### WHAT YOU HAVE TO DO:
Set the entries below down again, please. Match them exactly.

··· INPUT DATA ···

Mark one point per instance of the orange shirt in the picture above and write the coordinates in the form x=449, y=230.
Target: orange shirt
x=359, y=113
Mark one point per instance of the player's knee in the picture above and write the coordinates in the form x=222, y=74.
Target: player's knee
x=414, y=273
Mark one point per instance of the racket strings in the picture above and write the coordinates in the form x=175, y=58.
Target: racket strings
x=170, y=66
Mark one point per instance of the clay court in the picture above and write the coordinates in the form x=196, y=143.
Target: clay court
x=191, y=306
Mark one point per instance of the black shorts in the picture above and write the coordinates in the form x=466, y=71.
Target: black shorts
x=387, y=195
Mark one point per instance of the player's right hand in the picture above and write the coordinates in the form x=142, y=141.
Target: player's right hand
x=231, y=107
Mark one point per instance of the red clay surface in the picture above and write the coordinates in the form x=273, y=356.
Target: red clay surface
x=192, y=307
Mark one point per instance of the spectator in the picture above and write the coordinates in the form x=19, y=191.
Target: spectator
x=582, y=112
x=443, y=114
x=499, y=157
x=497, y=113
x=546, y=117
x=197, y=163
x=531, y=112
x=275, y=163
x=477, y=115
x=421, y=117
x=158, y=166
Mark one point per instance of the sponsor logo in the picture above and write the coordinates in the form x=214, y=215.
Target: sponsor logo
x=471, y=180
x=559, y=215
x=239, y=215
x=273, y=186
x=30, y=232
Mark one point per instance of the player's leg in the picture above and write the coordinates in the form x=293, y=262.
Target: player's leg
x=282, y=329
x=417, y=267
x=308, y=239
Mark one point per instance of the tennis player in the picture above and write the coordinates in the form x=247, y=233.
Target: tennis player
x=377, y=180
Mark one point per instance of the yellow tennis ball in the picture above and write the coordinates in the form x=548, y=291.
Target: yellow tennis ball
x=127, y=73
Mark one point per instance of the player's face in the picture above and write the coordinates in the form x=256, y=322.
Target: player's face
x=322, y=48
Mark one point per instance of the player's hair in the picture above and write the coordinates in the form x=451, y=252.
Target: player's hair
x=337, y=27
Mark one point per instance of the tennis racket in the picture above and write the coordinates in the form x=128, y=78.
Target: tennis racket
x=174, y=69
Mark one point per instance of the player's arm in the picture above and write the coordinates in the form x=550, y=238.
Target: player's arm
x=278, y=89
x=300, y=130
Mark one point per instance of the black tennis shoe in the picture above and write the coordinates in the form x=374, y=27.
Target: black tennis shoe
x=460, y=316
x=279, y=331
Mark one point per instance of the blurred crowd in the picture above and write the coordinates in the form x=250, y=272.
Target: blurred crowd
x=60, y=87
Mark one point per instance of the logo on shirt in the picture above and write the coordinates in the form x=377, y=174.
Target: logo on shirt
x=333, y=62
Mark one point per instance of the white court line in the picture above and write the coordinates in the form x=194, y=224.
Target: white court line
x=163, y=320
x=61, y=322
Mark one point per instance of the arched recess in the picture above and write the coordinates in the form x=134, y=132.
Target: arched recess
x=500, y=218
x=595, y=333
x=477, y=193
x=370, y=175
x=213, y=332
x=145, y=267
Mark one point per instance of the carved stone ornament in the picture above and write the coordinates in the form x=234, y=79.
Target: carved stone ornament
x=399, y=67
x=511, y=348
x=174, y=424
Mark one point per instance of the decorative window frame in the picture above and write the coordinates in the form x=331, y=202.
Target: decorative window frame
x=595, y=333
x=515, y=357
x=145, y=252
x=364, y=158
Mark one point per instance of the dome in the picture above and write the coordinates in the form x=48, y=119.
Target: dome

···

### COMPLETED TASK:
Mark one point per instance of the orange shirt in the picture above and write the coordinates in the form x=449, y=230.
Target: orange shirt
x=359, y=113
Mark one point per instance of the player's knee in the picture above and write the coordinates in the form x=222, y=74.
Target: player's knee
x=414, y=273
Mark one point per instance of the racket strings in the picture above and write the coordinates in the form x=175, y=58.
Target: racket strings
x=170, y=66
Mark one point per instance of the clay court in the picture above and write the coordinates in the form x=196, y=143.
Target: clay court
x=191, y=306
Mark one point per instance of the black shorts in the picture above and write the coordinates in the form x=466, y=71.
Target: black shorts
x=387, y=195
Mark one point per instance of the player's right hand in the picture above and write the coordinates in the form x=142, y=141.
Target: player's right hand
x=231, y=107
Mark one point per instance of the red clay surface in the picture above and write the coordinates in the form x=273, y=356.
Target: red clay surface
x=192, y=307
Mark one point per instance of the spectator in the picture above and write the coordinates in the form x=19, y=191.
Target: spectator
x=582, y=112
x=443, y=114
x=499, y=157
x=497, y=113
x=546, y=117
x=197, y=163
x=531, y=112
x=275, y=163
x=477, y=115
x=421, y=117
x=158, y=166
Mark one point per instance of the sponsor logo in the picture above and write the coordinates in the form x=214, y=215.
Target: sponsor logo
x=471, y=180
x=559, y=215
x=239, y=215
x=273, y=186
x=30, y=232
Mark one point per instance of the player's leg in the picture above and write the coordinates in the form x=293, y=262.
Target: player's leg
x=282, y=329
x=417, y=267
x=308, y=239
Mark one point per instance of the tennis player in the picture above and write the coordinates in the form x=247, y=233.
Target: tennis player
x=377, y=180
Mark one point per instance of the yellow tennis ball in the picture above and write the coordinates in the form x=548, y=291.
Target: yellow tennis ball
x=127, y=73
Mark one point per instance of the player's face in the picture above and write the coordinates in the form x=256, y=322.
Target: player's face
x=322, y=48
Mark one point per instance of the player's hair in the picture above and write the coordinates in the form x=451, y=252.
Target: player's hair
x=337, y=27
Mark one point per instance of the tennis racket in the picture above and write the coordinates in the form x=128, y=78.
Target: tennis racket
x=174, y=69
Mark one point per instance of the player's arm in the picture above and write the coordinates in the form x=550, y=238.
Target: player's arm
x=278, y=89
x=300, y=130
Mark one point per instance of the black tennis shoe in the picture above and write the coordinates in the form x=374, y=27.
Target: black tennis shoe
x=460, y=316
x=279, y=331
Mark one point per instance of the blurred crowd in the picture above and write the coordinates in the form x=250, y=272.
Target: blurred crowd
x=60, y=87
Mark one point per instance of the logo on shirt in the picture above and write the coordinates in the form x=377, y=174.
Target: logo on shirt
x=333, y=62
Mark one point per instance of the white court line in the picture above and write the coordinates in the form x=194, y=224.
Target: white court line
x=163, y=320
x=61, y=322
Mark one point per instance of the arched recess in the picture above and write the coordinates in the form x=134, y=132.
Target: arched recess
x=500, y=218
x=595, y=333
x=477, y=193
x=370, y=175
x=213, y=332
x=145, y=267
Mark one point per instance of the carved stone ornament in the picture above and write the coordinates in the form x=234, y=79.
Target: carved stone ornament
x=399, y=67
x=511, y=348
x=174, y=424
Mark one point per instance of the decorative window frame in the picture above and write the coordinates in the form x=331, y=202.
Target: decorative window frame
x=595, y=333
x=515, y=357
x=145, y=252
x=364, y=158
Mark one point per instance of the dome in the picture above and write the coordinates in the form x=48, y=119.
Target: dome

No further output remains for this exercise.